### RECORD EXCERPTS
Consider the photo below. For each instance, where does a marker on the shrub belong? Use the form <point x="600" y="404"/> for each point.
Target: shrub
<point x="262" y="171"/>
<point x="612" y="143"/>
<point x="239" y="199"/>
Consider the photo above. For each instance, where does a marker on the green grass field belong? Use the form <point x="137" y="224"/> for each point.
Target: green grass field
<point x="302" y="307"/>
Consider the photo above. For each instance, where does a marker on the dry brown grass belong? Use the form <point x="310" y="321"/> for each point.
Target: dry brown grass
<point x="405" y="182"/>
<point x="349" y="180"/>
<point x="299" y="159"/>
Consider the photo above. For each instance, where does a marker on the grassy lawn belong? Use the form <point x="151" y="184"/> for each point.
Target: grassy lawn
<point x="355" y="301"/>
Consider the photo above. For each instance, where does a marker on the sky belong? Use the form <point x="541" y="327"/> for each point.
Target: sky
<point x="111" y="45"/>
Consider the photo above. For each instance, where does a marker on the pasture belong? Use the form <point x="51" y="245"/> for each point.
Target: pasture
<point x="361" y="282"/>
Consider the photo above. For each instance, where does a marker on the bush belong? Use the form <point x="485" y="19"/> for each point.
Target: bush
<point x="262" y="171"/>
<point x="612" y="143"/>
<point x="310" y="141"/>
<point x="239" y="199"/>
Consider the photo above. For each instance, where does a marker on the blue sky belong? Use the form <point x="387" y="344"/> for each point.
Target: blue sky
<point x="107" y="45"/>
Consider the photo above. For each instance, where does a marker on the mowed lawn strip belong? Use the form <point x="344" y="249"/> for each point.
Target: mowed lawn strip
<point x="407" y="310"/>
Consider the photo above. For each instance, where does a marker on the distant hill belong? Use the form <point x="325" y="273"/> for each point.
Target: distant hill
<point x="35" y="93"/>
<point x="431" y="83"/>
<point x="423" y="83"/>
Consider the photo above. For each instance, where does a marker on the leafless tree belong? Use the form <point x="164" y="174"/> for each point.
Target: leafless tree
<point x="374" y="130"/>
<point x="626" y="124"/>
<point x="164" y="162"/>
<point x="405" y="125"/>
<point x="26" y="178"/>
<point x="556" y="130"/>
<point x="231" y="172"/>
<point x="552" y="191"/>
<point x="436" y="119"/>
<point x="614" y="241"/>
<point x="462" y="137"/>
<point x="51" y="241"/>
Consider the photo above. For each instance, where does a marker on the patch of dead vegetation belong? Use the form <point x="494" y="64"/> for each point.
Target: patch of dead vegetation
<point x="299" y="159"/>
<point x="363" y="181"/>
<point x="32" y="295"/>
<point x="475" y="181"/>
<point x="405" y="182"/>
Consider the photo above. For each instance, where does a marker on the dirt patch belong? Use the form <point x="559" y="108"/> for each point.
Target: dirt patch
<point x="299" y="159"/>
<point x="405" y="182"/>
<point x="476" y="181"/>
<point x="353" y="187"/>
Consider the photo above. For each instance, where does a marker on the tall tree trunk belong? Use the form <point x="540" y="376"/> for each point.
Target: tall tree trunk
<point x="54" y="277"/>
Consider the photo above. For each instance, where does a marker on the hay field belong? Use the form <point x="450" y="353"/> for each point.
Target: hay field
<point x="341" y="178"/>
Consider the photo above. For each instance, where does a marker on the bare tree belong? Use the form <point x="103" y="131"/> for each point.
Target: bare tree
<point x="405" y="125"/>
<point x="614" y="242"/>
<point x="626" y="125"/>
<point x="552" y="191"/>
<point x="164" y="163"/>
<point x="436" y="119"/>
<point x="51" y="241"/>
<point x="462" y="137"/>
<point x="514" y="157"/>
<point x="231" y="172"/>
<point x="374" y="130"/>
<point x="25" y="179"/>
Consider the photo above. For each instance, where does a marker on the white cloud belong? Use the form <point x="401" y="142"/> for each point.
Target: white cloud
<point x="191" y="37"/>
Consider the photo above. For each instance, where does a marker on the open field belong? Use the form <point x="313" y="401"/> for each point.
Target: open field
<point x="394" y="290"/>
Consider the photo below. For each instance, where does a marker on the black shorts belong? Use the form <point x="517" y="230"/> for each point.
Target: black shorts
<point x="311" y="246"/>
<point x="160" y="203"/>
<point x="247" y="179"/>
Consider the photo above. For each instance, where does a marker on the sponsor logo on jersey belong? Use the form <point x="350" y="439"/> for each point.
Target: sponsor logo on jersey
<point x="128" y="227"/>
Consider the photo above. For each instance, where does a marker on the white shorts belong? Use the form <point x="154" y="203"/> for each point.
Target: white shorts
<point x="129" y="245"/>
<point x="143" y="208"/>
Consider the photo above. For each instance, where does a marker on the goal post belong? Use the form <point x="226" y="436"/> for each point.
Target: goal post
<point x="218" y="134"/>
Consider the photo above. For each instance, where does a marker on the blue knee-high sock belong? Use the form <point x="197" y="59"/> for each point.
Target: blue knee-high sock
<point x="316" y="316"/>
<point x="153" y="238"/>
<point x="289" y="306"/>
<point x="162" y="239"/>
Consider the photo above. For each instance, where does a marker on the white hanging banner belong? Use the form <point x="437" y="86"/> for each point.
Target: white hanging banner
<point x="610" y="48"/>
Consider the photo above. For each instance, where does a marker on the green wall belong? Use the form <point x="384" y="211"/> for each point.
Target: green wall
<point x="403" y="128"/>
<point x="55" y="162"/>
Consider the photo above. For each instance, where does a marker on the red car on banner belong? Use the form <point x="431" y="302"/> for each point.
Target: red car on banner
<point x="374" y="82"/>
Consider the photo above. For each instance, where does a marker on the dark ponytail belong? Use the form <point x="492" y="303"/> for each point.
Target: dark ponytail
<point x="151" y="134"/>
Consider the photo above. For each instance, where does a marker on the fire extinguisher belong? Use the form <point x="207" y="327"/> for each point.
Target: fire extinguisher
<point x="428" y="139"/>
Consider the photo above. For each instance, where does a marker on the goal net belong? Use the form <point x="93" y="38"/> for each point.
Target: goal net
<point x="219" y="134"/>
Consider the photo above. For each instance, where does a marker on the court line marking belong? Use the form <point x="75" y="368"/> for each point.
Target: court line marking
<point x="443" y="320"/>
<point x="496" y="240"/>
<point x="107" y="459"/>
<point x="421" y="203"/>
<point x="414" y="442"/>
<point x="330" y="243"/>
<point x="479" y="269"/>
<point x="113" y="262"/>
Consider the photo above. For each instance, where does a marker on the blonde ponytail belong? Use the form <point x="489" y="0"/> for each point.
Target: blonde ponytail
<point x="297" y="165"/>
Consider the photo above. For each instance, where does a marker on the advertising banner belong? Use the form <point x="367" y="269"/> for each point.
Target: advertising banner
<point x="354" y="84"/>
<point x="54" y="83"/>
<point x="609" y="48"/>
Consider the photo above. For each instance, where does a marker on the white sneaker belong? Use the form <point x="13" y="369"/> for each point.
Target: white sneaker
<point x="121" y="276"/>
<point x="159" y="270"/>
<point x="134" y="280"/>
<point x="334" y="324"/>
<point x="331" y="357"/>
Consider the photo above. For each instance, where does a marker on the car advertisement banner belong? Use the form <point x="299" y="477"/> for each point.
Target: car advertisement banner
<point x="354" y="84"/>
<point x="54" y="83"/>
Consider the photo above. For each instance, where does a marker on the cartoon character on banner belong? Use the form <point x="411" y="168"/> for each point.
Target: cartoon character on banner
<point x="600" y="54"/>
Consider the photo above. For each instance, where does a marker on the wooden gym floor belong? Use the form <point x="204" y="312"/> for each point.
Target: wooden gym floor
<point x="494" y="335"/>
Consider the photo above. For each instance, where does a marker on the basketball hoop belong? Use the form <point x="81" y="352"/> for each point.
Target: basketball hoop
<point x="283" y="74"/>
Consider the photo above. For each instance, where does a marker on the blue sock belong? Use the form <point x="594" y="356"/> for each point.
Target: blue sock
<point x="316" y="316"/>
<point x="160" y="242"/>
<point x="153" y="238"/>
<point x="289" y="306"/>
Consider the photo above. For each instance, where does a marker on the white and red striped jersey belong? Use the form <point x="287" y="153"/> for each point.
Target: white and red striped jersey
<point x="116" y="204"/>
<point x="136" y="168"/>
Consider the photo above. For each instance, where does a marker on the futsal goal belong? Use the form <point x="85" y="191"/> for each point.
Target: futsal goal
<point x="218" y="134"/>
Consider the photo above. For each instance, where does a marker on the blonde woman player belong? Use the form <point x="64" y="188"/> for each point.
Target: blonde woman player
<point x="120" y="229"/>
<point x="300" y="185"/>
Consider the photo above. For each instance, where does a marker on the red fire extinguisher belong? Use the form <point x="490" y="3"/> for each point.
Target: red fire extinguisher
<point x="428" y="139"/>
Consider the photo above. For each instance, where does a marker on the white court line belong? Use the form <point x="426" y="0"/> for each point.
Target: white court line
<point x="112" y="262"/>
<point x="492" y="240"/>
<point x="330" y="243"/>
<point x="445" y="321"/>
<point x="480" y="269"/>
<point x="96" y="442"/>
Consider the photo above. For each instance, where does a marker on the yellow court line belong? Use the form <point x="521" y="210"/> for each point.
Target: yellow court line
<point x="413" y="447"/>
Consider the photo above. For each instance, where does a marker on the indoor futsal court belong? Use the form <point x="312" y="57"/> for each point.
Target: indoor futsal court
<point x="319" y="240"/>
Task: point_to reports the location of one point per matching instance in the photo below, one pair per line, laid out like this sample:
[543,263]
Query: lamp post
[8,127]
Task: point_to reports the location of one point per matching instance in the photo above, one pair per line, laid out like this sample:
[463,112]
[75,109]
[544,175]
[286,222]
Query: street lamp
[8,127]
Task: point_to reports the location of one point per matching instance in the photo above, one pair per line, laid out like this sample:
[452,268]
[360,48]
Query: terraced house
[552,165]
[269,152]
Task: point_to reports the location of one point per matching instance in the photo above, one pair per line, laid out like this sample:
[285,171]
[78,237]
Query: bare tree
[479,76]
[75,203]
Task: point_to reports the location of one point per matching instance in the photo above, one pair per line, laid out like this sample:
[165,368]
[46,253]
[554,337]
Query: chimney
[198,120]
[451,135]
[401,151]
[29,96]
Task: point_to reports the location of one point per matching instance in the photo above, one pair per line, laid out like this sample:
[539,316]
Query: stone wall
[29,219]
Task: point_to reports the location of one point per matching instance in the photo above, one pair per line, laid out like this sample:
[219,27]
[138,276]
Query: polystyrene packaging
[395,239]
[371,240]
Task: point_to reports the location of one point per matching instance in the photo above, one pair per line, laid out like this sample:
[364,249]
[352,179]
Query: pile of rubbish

### YOUR TASK
Set down, exactly and in full, the lines from the one containing "on the yellow" through the end of the entries; no other line belongs.

### THE RESULT
Consider the photo above. For each instance, where does a marker on the yellow court line belong? Use the form <point x="521" y="210"/> for each point.
Target: yellow court line
<point x="413" y="447"/>
Consider the photo above. For each instance, where does a marker on the indoor futsal court belong? Use the form <point x="312" y="57"/> for each point.
Target: indoor futsal court
<point x="319" y="240"/>
Task: point_to reports the location of one point per matching instance in the photo below, one pair per line, laid out like this sample:
[543,263]
Query: lamp post
[8,127]
Task: point_to reports the location of one point per matching instance in the photo above, one pair per line, laid out like this sample:
[463,112]
[75,109]
[544,175]
[286,222]
Query: street lamp
[8,127]
Task: point_to reports the location of one point per matching instance in the photo above, one pair per line, laid out like this sample:
[452,268]
[360,48]
Query: terraced house
[552,165]
[269,152]
Task: point_to reports the location of one point per matching instance in the photo above, one pair per line, laid out like this sample:
[285,171]
[78,237]
Query: bare tree
[479,76]
[75,203]
Task: point_to reports the location of one point per matching instance in the photo above, one pair per line, laid out like this sample:
[165,368]
[46,253]
[554,337]
Query: chimney
[198,120]
[451,135]
[401,151]
[29,96]
Task: point_to reports the location of one point per matching instance in the photo above, one pair per line, laid out like this sample:
[539,316]
Query: stone wall
[29,219]
Task: point_to reports the location of one point per matching instance in the photo above, one pair per line, laid out like this sample:
[219,27]
[138,276]
Query: polystyrene packaging
[395,239]
[371,240]
Task: point_to reports the location of one point per matching instance in the photo above, one pair per line, laid out like this sample:
[364,249]
[352,179]
Query: pile of rubbish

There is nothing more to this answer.